* **Written exercise**
Copy verbatim the part of the records that opens with the line containing "the wooden door" and runs through the end of the records.
..............................
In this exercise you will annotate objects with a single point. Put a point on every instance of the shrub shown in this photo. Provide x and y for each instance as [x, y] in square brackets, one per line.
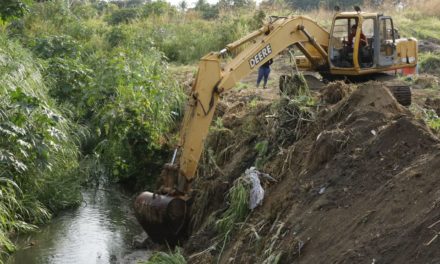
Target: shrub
[38, 155]
[124, 15]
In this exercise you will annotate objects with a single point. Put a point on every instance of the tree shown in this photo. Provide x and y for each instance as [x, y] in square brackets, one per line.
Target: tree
[183, 5]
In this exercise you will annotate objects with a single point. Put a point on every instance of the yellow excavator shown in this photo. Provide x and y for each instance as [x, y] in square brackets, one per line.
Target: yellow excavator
[359, 44]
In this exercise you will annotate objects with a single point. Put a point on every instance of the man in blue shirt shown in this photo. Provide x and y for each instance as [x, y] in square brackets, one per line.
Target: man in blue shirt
[263, 73]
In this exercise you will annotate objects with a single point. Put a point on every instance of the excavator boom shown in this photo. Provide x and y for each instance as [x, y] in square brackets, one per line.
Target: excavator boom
[164, 214]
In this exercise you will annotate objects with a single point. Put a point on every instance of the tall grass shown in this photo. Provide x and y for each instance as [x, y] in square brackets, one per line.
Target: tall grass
[175, 257]
[38, 155]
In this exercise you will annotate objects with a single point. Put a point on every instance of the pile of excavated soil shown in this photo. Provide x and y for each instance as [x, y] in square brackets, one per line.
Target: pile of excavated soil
[361, 186]
[434, 104]
[335, 92]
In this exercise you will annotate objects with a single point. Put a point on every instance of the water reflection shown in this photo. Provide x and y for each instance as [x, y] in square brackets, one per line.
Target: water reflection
[99, 231]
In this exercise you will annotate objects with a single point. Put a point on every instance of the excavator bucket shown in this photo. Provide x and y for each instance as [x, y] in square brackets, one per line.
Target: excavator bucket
[163, 217]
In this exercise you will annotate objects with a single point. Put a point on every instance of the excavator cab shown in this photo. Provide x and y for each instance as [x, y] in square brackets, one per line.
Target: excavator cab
[358, 44]
[362, 43]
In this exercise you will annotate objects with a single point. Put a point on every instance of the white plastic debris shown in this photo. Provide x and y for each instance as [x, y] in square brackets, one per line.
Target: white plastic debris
[257, 192]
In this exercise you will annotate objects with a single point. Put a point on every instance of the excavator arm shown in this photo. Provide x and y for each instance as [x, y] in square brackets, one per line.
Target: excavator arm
[163, 215]
[212, 79]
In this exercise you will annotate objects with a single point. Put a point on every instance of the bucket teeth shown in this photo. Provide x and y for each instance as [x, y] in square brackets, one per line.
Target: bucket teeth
[163, 217]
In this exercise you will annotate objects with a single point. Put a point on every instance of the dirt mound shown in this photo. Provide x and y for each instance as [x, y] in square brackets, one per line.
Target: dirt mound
[335, 92]
[426, 81]
[433, 104]
[359, 187]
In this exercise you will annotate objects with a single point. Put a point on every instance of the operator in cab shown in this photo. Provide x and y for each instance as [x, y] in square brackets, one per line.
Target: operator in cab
[350, 42]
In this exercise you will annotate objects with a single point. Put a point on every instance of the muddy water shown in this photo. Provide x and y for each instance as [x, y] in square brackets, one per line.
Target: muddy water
[102, 230]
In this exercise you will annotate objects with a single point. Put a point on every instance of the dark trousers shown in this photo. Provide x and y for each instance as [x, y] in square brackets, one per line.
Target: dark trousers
[263, 73]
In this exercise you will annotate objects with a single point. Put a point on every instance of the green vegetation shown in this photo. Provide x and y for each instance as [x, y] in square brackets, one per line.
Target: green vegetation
[429, 62]
[38, 151]
[175, 257]
[238, 209]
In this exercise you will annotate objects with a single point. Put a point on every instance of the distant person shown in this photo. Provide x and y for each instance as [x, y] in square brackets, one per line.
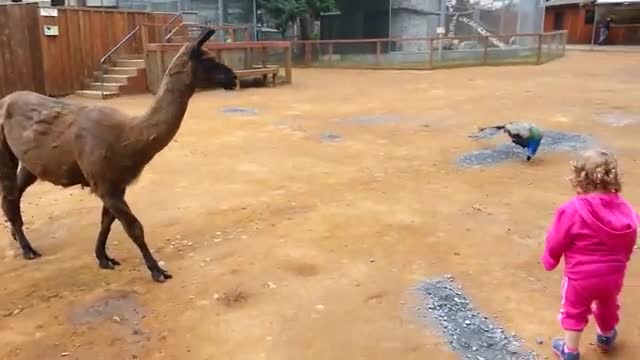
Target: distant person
[526, 135]
[604, 30]
[595, 232]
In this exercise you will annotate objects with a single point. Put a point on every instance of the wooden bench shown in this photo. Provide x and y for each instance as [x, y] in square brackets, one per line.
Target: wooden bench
[264, 71]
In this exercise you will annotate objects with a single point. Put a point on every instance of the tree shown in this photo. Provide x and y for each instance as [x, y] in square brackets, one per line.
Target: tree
[287, 12]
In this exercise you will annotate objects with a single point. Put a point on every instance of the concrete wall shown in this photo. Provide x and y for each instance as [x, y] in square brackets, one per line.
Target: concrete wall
[412, 19]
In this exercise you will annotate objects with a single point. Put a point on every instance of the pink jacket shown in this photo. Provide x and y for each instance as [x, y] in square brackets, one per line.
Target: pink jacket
[596, 233]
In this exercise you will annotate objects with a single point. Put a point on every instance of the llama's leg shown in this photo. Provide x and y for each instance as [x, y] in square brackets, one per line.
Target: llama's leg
[115, 203]
[25, 179]
[106, 221]
[11, 194]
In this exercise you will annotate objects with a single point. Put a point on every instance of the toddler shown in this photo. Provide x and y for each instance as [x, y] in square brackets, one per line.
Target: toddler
[596, 233]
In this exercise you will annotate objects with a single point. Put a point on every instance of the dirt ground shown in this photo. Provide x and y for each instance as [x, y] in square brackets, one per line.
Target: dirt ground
[287, 247]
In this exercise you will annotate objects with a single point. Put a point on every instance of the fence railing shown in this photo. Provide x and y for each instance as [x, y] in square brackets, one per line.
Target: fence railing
[430, 53]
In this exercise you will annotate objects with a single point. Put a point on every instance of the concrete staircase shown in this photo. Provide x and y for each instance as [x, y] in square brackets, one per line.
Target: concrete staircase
[122, 76]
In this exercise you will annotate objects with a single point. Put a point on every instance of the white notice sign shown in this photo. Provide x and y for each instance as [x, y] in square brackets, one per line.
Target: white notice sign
[48, 12]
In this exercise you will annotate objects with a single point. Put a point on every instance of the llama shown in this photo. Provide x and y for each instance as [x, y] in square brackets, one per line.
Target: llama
[100, 147]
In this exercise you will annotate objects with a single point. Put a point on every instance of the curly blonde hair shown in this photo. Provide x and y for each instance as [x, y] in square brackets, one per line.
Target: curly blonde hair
[596, 171]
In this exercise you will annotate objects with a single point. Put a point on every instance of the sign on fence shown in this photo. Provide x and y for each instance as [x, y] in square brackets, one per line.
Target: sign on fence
[48, 12]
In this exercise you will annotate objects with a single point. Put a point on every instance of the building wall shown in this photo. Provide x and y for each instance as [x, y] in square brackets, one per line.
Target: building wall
[574, 22]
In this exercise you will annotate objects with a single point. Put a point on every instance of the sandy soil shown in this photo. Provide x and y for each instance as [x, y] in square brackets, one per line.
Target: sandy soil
[287, 247]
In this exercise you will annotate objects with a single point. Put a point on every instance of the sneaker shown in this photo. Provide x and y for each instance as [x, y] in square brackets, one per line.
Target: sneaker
[558, 348]
[606, 342]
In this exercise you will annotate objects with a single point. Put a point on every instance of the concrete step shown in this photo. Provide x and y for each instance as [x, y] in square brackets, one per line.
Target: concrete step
[110, 87]
[93, 94]
[110, 78]
[131, 56]
[113, 70]
[134, 63]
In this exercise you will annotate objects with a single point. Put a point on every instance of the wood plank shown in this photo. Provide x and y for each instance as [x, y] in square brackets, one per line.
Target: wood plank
[257, 72]
[4, 33]
[34, 44]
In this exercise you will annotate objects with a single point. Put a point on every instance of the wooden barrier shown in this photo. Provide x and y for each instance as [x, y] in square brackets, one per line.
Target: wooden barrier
[237, 55]
[20, 53]
[85, 36]
[58, 65]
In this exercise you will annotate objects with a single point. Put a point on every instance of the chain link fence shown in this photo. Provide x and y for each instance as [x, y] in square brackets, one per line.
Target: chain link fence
[431, 53]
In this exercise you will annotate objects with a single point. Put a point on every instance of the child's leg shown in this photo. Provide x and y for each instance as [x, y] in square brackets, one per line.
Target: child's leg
[572, 340]
[574, 314]
[605, 312]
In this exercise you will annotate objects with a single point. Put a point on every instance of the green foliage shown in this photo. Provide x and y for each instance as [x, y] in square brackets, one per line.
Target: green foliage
[287, 12]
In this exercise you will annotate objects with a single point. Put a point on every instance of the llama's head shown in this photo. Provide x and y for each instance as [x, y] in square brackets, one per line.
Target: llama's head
[207, 71]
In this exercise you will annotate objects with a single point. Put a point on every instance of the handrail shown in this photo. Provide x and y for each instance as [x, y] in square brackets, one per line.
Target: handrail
[108, 55]
[166, 39]
[166, 26]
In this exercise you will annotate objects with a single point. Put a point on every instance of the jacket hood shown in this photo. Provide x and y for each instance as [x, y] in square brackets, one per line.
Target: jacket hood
[612, 217]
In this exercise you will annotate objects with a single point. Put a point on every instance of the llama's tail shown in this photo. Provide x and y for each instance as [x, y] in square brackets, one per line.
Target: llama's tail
[6, 153]
[496, 127]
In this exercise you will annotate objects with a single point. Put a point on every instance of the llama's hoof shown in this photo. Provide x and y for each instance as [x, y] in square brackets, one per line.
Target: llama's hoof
[113, 261]
[106, 264]
[31, 254]
[160, 275]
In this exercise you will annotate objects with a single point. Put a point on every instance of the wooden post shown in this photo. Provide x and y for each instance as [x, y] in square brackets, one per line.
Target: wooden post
[539, 48]
[485, 55]
[330, 54]
[145, 38]
[430, 53]
[307, 54]
[288, 65]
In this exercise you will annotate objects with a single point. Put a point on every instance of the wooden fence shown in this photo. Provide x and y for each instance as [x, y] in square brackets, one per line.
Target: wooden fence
[86, 35]
[431, 53]
[20, 52]
[58, 65]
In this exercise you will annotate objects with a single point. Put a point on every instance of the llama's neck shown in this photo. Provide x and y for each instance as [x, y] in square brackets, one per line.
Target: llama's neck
[158, 126]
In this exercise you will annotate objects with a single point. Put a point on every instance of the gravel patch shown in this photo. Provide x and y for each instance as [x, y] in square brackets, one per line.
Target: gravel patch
[553, 141]
[470, 333]
[618, 119]
[372, 119]
[330, 138]
[239, 110]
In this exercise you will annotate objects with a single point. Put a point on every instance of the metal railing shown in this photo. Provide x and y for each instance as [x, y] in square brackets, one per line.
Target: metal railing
[180, 26]
[164, 29]
[432, 52]
[107, 57]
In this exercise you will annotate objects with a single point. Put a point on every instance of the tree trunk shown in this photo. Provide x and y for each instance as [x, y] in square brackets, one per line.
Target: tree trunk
[306, 27]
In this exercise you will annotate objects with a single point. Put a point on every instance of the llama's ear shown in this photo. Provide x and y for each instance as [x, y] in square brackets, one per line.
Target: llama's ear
[206, 35]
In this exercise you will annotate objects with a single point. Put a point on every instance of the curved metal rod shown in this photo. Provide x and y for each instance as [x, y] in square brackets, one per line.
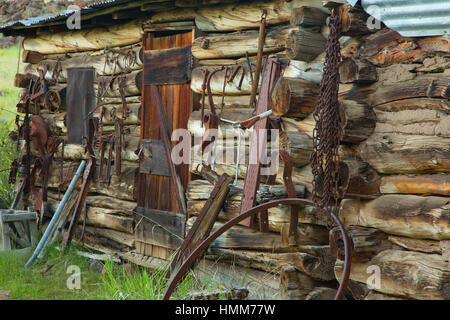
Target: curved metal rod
[212, 237]
[347, 259]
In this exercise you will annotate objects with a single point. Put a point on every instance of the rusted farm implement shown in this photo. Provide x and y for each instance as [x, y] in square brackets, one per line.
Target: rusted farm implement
[324, 160]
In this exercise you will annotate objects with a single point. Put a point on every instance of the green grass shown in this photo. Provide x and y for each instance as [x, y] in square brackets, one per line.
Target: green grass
[8, 100]
[8, 93]
[47, 278]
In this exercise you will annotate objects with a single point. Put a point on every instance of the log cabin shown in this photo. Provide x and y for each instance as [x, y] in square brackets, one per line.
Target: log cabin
[394, 103]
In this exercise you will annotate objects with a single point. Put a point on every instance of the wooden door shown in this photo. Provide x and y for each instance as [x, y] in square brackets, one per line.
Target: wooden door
[159, 224]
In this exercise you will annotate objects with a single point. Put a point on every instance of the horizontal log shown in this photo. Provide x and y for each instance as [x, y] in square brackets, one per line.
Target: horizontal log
[123, 187]
[413, 86]
[395, 153]
[428, 184]
[304, 44]
[118, 100]
[318, 266]
[106, 239]
[133, 84]
[217, 80]
[404, 215]
[111, 205]
[85, 39]
[113, 62]
[311, 71]
[387, 47]
[425, 246]
[295, 285]
[245, 238]
[32, 57]
[405, 274]
[358, 121]
[222, 17]
[355, 71]
[292, 97]
[201, 189]
[365, 242]
[124, 207]
[23, 80]
[413, 120]
[308, 17]
[108, 219]
[355, 20]
[218, 46]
..............................
* **Solved exercise**
In this exercise you will annotate objects with a single point. Put a point on every instance of the wooden door shown in this photo. Provide x and y for each instance as [x, y] in square brackets, one per line.
Target: wooden door
[159, 224]
In this exercise you will annotate objects with a single point. Put a point on every instance of the horizontal log shown in this photo. Provide x and y for each instance as [x, y] in square brackets, one per line.
Target: horizontal log
[123, 187]
[413, 86]
[395, 153]
[428, 184]
[304, 44]
[118, 100]
[318, 266]
[106, 239]
[133, 84]
[217, 80]
[404, 215]
[111, 205]
[85, 39]
[113, 62]
[311, 71]
[387, 47]
[425, 246]
[295, 285]
[245, 238]
[32, 57]
[405, 274]
[358, 121]
[222, 17]
[355, 71]
[292, 97]
[201, 189]
[365, 242]
[124, 207]
[23, 80]
[413, 120]
[308, 17]
[108, 219]
[355, 20]
[218, 46]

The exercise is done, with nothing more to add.